### DETALLES DE LA TAREA
Reescribe los ítems desde el comienzo hasta la línea que contiene "M 1308 38 L", ambas incluidas, con las indicaciones que traen. Aumenta en 119 cada coordenada de las respuestas, y deja sin cambios los números de las indicaciones y de los modelos de formato.

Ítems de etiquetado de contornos
──────────────────────────────
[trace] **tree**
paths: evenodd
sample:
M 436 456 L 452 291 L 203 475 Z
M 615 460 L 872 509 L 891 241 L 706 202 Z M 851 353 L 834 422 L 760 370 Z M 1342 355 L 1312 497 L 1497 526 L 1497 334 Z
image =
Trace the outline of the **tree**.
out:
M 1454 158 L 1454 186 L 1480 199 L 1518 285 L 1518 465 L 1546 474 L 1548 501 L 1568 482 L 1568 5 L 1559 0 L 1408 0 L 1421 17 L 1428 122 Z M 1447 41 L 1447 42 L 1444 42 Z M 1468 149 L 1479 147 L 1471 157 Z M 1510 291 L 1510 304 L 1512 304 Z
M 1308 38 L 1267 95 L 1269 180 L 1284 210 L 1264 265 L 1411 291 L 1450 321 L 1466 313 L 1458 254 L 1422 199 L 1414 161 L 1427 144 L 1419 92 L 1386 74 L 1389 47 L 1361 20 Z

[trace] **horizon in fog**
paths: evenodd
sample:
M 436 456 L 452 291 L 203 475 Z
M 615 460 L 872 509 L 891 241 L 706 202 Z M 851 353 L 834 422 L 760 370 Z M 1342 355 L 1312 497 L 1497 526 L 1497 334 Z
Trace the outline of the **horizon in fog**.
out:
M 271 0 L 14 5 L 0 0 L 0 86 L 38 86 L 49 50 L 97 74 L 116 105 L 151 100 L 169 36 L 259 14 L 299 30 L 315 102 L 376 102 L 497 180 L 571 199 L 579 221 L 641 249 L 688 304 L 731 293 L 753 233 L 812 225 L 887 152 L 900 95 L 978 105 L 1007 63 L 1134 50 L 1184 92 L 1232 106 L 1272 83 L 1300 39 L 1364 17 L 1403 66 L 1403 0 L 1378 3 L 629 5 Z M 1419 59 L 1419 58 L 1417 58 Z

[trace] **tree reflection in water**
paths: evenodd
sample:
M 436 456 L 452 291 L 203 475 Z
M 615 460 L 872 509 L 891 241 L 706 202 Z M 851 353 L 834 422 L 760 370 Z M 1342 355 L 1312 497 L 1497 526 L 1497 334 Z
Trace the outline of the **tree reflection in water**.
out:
──────────────────────────────
### SALIDA COMPLETA
[trace] **tree**
paths: evenodd
sample:
M 436 456 L 452 291 L 203 475 Z
M 615 460 L 872 509 L 891 241 L 706 202 Z M 851 353 L 834 422 L 760 370 Z M 1342 355 L 1312 497 L 1497 526 L 1497 334 Z
image =
Trace the outline of the **tree**.
out:
M 1573 277 L 1573 305 L 1599 318 L 1637 404 L 1637 584 L 1665 593 L 1667 620 L 1687 601 L 1687 124 L 1678 119 L 1527 119 L 1540 136 L 1547 241 Z M 1566 160 L 1566 161 L 1563 161 Z M 1587 268 L 1598 266 L 1590 276 Z M 1629 410 L 1629 423 L 1631 423 Z
M 1427 157 L 1386 214 L 1388 299 L 1403 329 L 1383 384 L 1530 410 L 1569 440 L 1585 432 L 1577 373 L 1541 318 L 1533 280 L 1546 263 L 1538 211 L 1505 193 L 1508 166 L 1480 139 Z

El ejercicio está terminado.